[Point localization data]
☆ ☆ ☆ ☆ ☆ ☆ ☆
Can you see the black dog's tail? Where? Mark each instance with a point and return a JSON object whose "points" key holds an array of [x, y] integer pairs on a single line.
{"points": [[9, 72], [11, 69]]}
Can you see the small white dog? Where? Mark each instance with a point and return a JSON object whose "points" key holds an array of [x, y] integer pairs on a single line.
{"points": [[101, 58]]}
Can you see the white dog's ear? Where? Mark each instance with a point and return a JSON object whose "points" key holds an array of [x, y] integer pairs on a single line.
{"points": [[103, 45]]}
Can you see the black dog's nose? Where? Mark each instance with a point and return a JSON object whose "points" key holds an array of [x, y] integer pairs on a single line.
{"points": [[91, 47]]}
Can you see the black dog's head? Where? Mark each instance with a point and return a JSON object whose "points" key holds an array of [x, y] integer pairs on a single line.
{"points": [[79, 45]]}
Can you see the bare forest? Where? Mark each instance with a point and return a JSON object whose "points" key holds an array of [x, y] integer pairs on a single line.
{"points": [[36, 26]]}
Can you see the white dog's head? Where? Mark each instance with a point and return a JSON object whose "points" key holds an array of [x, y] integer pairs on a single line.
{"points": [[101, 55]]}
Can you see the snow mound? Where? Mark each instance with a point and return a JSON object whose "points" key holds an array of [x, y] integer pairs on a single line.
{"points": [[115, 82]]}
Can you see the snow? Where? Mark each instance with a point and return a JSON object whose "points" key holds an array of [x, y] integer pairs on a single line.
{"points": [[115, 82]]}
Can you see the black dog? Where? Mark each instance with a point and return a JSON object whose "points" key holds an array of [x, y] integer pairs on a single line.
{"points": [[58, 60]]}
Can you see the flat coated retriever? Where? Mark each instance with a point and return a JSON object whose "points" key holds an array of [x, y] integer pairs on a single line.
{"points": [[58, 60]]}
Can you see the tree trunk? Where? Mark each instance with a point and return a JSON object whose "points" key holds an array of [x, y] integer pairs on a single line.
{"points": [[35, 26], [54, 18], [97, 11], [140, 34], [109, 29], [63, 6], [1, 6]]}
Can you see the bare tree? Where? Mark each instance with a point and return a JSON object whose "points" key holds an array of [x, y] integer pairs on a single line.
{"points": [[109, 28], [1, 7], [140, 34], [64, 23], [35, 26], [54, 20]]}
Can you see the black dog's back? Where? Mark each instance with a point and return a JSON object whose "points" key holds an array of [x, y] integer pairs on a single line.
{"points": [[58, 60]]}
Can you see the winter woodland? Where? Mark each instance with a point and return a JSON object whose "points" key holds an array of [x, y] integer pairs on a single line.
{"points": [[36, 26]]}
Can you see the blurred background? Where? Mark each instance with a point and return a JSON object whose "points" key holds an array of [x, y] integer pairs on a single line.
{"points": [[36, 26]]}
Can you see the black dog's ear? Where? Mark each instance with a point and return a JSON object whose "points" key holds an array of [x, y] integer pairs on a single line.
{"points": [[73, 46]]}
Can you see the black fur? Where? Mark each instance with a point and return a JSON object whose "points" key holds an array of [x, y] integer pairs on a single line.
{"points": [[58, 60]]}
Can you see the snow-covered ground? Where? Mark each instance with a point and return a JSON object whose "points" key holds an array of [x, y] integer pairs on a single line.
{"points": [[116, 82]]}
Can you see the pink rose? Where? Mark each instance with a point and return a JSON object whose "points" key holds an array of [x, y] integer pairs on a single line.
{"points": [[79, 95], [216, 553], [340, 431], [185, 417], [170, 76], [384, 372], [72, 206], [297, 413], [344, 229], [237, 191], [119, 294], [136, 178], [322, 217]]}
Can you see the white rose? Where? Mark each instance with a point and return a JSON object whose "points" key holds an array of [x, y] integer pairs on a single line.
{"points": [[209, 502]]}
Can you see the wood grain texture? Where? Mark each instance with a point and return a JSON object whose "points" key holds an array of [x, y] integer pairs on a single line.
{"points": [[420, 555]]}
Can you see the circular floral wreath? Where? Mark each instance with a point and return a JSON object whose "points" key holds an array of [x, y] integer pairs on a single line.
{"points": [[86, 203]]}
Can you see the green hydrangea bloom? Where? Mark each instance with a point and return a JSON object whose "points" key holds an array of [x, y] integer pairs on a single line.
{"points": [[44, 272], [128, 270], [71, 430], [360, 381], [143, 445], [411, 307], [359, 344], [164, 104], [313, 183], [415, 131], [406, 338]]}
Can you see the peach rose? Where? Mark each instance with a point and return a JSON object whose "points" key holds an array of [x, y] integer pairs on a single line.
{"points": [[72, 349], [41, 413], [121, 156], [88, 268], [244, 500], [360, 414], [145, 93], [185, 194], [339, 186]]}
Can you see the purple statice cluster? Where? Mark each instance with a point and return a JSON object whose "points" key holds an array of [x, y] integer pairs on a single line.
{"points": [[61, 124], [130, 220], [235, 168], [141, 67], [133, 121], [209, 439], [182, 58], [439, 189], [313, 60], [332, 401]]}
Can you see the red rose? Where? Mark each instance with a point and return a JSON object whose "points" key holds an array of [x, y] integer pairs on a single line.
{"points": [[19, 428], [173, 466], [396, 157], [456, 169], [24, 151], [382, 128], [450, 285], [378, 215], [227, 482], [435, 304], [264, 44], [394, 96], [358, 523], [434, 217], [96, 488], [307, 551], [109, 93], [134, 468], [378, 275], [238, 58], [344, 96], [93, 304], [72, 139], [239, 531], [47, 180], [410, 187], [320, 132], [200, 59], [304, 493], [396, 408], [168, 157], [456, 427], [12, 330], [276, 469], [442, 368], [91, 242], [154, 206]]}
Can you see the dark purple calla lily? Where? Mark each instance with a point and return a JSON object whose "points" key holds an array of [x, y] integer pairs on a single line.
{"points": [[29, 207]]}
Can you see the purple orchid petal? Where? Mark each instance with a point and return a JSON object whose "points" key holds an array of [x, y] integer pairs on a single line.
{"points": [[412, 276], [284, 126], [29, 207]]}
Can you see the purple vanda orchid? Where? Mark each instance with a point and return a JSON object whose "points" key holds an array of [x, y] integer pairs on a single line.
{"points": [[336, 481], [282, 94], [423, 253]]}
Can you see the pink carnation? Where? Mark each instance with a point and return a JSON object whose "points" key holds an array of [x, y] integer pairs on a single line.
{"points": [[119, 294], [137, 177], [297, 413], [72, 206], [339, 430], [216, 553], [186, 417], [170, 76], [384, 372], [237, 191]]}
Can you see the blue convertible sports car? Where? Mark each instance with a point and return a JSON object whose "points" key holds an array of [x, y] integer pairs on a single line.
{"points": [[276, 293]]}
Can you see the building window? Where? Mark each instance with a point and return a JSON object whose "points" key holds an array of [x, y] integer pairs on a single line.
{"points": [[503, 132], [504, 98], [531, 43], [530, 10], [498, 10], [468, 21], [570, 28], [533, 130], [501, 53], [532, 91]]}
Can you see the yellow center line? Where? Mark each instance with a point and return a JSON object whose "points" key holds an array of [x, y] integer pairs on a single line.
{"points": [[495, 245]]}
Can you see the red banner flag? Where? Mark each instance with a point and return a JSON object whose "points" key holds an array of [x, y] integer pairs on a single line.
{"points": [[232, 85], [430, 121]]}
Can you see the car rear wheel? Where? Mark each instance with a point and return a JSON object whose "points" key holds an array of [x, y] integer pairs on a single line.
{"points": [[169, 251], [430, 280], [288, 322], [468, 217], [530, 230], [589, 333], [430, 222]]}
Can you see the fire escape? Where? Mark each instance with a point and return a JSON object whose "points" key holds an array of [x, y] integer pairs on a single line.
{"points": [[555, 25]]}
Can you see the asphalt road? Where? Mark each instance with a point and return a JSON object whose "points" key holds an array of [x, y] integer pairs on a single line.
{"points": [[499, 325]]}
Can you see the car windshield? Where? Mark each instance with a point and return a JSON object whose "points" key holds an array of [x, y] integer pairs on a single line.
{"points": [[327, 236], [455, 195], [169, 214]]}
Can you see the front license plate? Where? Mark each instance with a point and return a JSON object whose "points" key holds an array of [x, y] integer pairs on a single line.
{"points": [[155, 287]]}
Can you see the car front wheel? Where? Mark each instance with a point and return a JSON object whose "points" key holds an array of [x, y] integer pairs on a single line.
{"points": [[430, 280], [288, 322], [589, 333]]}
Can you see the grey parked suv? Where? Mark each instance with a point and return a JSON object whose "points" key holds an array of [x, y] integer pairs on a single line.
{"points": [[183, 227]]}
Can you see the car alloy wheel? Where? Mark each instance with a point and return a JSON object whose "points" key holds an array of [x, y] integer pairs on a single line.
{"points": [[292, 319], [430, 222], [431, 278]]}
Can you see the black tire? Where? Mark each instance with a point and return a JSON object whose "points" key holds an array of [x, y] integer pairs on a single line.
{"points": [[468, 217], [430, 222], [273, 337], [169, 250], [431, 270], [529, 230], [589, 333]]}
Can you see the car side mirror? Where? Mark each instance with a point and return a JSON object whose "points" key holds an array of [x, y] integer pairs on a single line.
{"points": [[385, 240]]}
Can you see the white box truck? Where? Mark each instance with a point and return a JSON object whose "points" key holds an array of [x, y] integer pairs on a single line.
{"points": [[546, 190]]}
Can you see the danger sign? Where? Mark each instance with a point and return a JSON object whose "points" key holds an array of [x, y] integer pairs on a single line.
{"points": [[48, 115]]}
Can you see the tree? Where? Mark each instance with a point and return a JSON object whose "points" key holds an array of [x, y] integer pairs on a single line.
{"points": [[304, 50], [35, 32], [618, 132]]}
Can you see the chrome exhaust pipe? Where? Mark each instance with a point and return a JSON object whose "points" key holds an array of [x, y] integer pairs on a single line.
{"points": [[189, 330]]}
☆ ☆ ☆ ☆ ☆ ☆ ☆
Assigned task:
Copy out the lines starting at the one containing "Can you see the car alloy" and ending with the last line of the entries. Include nothing else.

Answer to this problem:
Can you see the car alloy wheel? Where? Mark each instance with a point and return a JSON object whose "points" key holds an array of [x, y] integer pairs on a single line.
{"points": [[292, 319], [430, 222], [431, 278]]}
Can you see the black tire? Where? Mark each instance with a point and return a JSON object whose "points" key holds an array of [x, y] integer pairs on a single line.
{"points": [[468, 217], [430, 222], [273, 337], [169, 250], [431, 270], [529, 230], [589, 333]]}
Can you see the car side mirror? Where? Mark each instance with a point and return a JSON object whose "points" key holds an array of [x, y] integer pairs on a single line.
{"points": [[385, 240]]}
Can you see the white box truck? Where? Mark each instance with a point and return a JSON object whose "points" key holds an array of [x, y] integer pairs on a single line.
{"points": [[546, 190]]}
Can you see the danger sign? Where? Mark each instance with a point and return a JSON object whose "points" key holds an array of [x, y] integer pairs on a single line.
{"points": [[48, 115]]}
Can you see the tree? Where? Mark each instance with a point and return a JSON object whose "points" key holds an array of [x, y] integer pairs on a single line.
{"points": [[304, 50], [35, 32], [618, 132]]}
Can you see the chrome exhaust pipe? Where? Mark each instance with a point and return a JSON object whose "points" key holds an array of [x, y] integer pairs on a single line.
{"points": [[189, 330]]}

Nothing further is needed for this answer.